__Text under study__
※

He may be on the outside of Super rugby, looking in, at the moment but MacDonald hasn't given up on playing in the Sanzar showpiece in future. "I always wanted to be an All Black, and if you don't play Super rugby you can't get there, so I have to weigh that option up - do I stay here, hoping to become an All Black, or should I just go overseas and try to make a bit more money, see the rest of the world.

"Missing out [on Super rugby this year] has made me step back and look at all the options. It's not like [being a professional rugby player] is going to last forever."

But MacDonald wishes it would. After being involved as a fulltime professional since 2010 he hasn't grown tired of the life. "Because I've always loved rugby, it's the perfect job for me. There's not too many jobs you get free travel, you get paid to train, to play . . . I just love it."

Although he has been at the selectors' whim over the years, often ending up playing second fiddle in Super rugby campaigns, the ever-positive hooker harbours no grudges. "At the end of the day, it's just one man's opinion, you could be doing everything you can and still not get selected. Sometimes you feel you are playing better, but you still don't get picked. I've had to deal with a bit of that over the past few years. But that's just part of it."

It's been suggested around the traps that the wide-ranging, offloading style of play MacDonald employs with the Makos may have counted against him, with Super rugby sides looking for more robust hookers who play a more traditional, tighter game.

Although he admits he could probably be a bit tighter, MacDonald says he is playing to what his coaches and team needs and are happy with. "I've always liked carrying the ball, I'm not a run-hard, run-straight player, I try to put in a step, a little fend or an offload . . . little things like that. I would hate to just change my whole game completely, not really factoring in my strengths . . . like ball carrying and being over the ball, getting turnovers.

"It's not hard to change [my style of play] though, get into the dark places, which I'm not worried about. It's just about having that extra string to your bow.

"I definitely can play tight, but there's not too many around that can do some of the stuff I do, which could work as a positive to me."

※

__Record set__
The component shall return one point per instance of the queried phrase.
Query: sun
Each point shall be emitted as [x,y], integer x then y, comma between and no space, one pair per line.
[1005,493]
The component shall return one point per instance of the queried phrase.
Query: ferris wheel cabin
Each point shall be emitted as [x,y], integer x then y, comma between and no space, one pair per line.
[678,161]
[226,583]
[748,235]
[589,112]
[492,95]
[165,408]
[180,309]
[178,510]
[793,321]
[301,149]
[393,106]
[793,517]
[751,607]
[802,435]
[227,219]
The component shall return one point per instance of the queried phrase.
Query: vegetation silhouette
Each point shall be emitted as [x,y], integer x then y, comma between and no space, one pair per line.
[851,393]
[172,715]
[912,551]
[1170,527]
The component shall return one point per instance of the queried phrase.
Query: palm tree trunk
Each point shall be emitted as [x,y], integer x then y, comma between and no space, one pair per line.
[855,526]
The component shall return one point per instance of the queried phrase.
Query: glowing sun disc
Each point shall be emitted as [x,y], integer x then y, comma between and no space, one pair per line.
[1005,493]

※

__Task prompt__
Can you carry the article on MacDonald's Super rugby hopes further, starting after its last sentence? The records have nothing to do with this.

__Task response__
While he hasn't yet signed for the 2014 Makos season, waiting to see what eventuates from his European opportunities, MacDonald seems likely to put pen to paper again.

He describes the 2013 season as his most enjoyable with the Makos, the side's success built from profitable pre-season camps, a better mix of players, a solid core of experience and an unyielding defence.

"It's been building since 2011, this core group has been together since then. The forwards and backs complemented each other really well."

Although Makos fans relished the team's attacking prowess, MacDonald was especially proud of their defence. "It kind of got overshadowed by our attack, but we had one of the best defensive stats going around," he said.

If MacDonald does turn out for Tasman this season, he will have some family support close at hand; his younger brother Jesse has signed for the country's newest province after playing for Hawke's Bay last season. With Jesse also vying for the No 2 jersey, there has been a bit of light-hearted family banter, but the Makos' No 1 rake is taking nothing for granted. "I know [Jesse's] a good player. He can throw the ball, scrummages well and is really good around the field, he just needs a bit more game time. Him being there will push us both. We've been training together since the break and he's looking good. There'll definitely be a bit of competition I'd say.

"It would be great to have a season with my brother, that would be awesome, and I think my parents would be happy. Dad [former Red Devils prop Paul MacDonald] has already said he wouldn't be as angry as he usually gets if I'm not starting - as long as Jesse gets the nod," he adds with a trademark smile.